▸ TASK OBJECTIVE
Pull out each line in the rows below that contains the word "nose", and list those lines in their original order.

++++ DATA SECTION

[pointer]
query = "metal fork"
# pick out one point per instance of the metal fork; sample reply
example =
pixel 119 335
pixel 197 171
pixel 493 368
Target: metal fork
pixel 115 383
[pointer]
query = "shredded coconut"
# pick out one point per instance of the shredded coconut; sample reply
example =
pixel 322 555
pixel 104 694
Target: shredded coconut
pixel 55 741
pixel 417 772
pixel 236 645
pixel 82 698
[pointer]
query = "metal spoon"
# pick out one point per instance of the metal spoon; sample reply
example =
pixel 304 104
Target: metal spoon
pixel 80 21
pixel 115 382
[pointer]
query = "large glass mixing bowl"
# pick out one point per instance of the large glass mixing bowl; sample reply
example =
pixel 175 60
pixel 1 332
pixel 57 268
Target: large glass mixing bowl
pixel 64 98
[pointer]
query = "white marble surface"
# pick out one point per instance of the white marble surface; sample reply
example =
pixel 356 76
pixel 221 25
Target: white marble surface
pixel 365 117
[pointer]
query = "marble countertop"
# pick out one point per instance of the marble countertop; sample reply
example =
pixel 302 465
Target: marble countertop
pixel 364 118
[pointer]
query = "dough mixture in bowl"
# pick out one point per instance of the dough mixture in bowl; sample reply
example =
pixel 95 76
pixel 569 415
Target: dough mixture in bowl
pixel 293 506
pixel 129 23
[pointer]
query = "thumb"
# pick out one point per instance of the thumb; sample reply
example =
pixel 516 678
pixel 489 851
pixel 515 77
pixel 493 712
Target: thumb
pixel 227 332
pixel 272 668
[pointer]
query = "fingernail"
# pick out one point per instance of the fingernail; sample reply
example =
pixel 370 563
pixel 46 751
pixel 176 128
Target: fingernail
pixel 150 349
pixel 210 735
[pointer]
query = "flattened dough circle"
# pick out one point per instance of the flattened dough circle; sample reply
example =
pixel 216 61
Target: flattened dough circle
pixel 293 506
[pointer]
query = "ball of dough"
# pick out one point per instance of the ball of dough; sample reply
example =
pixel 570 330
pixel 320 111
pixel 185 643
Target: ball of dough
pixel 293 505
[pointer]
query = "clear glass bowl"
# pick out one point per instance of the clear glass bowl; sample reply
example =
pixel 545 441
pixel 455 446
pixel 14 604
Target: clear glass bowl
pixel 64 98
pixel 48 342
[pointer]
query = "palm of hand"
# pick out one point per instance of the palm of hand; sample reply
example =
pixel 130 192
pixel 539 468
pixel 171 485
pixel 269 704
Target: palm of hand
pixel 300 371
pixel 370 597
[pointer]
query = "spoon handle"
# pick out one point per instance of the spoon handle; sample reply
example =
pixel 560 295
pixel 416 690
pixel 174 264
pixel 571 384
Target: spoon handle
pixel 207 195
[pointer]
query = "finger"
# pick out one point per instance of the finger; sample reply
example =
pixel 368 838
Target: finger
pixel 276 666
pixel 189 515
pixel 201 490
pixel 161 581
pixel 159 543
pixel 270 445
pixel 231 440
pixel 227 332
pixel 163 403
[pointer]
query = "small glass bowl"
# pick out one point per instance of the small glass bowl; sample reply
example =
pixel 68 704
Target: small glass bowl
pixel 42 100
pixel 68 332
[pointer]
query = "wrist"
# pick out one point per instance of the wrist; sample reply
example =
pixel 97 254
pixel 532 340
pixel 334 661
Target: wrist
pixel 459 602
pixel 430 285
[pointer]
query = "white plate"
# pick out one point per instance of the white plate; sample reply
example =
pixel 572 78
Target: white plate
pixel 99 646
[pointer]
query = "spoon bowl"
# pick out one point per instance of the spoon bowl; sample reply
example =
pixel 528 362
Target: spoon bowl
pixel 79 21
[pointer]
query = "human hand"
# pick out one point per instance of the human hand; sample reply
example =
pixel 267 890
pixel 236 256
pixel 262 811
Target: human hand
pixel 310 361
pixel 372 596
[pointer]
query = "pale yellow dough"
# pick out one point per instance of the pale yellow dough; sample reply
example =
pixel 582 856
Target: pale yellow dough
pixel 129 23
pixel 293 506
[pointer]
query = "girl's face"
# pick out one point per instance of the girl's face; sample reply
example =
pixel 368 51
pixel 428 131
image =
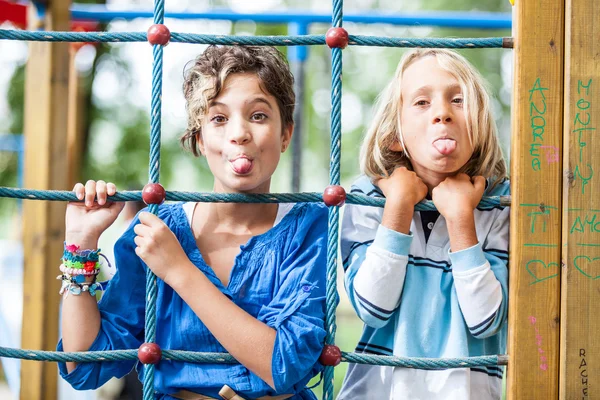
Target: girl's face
pixel 242 137
pixel 433 121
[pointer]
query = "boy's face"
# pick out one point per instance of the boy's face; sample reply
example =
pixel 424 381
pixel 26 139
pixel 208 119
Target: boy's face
pixel 433 121
pixel 242 137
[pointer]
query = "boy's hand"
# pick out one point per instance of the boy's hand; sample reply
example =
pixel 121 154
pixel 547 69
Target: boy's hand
pixel 402 189
pixel 457 196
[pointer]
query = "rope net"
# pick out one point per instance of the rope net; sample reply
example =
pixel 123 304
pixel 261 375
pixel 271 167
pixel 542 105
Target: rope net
pixel 334 179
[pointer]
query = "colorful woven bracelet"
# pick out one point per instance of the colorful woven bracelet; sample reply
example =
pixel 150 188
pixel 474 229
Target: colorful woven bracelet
pixel 78 271
pixel 73 286
pixel 88 266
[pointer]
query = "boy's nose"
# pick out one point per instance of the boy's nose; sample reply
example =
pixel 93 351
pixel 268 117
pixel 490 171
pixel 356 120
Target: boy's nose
pixel 442 114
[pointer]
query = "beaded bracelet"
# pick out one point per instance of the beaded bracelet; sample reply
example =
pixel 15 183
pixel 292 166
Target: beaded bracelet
pixel 78 265
pixel 77 271
pixel 76 288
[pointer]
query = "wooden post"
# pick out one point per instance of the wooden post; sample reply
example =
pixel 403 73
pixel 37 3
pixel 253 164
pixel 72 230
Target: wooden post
pixel 536 177
pixel 47 74
pixel 580 293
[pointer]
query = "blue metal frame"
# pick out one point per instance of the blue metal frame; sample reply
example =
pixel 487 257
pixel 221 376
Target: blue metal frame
pixel 454 19
pixel 15 143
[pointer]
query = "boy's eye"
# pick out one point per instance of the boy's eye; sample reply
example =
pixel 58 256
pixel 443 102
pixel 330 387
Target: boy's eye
pixel 259 116
pixel 219 119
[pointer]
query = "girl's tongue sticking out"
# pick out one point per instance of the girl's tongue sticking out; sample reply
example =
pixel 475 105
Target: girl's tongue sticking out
pixel 242 165
pixel 445 146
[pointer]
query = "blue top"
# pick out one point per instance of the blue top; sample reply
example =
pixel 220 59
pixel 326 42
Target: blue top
pixel 278 277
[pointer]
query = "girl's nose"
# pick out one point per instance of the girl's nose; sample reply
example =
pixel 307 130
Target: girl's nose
pixel 239 133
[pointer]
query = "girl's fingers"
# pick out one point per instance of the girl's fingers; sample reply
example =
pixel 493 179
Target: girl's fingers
pixel 111 189
pixel 101 192
pixel 90 193
pixel 79 190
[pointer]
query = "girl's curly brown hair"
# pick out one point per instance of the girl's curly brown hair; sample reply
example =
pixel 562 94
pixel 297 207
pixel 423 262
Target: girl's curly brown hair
pixel 205 79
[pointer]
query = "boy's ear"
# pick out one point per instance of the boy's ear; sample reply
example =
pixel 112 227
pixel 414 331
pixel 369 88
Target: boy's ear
pixel 286 138
pixel 200 143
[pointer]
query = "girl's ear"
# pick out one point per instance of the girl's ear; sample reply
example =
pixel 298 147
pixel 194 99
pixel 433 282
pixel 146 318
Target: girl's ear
pixel 396 146
pixel 286 137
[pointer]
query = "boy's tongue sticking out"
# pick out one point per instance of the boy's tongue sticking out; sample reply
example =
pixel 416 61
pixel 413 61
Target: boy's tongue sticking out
pixel 241 165
pixel 445 146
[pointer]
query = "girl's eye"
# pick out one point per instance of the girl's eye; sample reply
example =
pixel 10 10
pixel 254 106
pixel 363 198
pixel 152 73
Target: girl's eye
pixel 259 117
pixel 219 119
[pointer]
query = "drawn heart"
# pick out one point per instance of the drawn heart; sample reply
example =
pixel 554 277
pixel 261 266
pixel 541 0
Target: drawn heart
pixel 540 271
pixel 585 267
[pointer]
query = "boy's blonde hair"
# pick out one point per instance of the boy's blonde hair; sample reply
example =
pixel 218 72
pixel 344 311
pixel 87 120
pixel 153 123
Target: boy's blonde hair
pixel 376 158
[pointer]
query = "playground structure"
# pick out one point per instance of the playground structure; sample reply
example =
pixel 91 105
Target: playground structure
pixel 552 348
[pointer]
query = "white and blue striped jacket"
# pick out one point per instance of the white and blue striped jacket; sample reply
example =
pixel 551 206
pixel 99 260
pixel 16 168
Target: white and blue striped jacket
pixel 417 299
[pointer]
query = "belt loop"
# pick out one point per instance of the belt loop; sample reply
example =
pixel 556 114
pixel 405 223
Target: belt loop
pixel 228 393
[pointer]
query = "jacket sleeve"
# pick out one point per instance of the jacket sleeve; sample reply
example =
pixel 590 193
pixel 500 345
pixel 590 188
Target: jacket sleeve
pixel 481 280
pixel 375 260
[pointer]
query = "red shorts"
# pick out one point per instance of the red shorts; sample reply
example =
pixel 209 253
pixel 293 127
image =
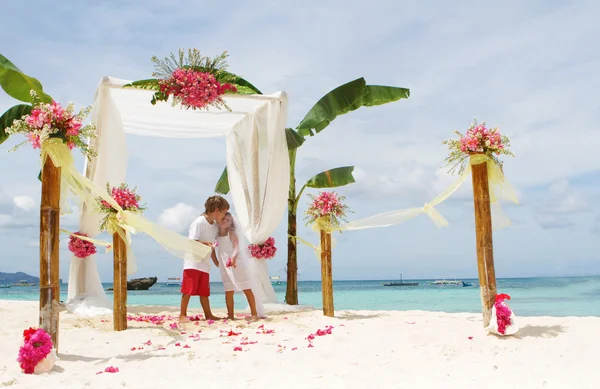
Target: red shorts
pixel 195 283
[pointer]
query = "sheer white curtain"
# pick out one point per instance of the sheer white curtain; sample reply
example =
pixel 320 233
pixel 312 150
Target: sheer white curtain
pixel 257 164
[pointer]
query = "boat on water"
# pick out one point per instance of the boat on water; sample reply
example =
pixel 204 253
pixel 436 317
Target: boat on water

++++++++

▸ RESPONSE TO THE TASK
query = "boy's nose"
# pick out one point per instance of the boy's nose; sample reply
Target: boy's nose
query = "girl's nose"
# pick out one point per instance of the girl's nose; sample reply
Target: girl's nose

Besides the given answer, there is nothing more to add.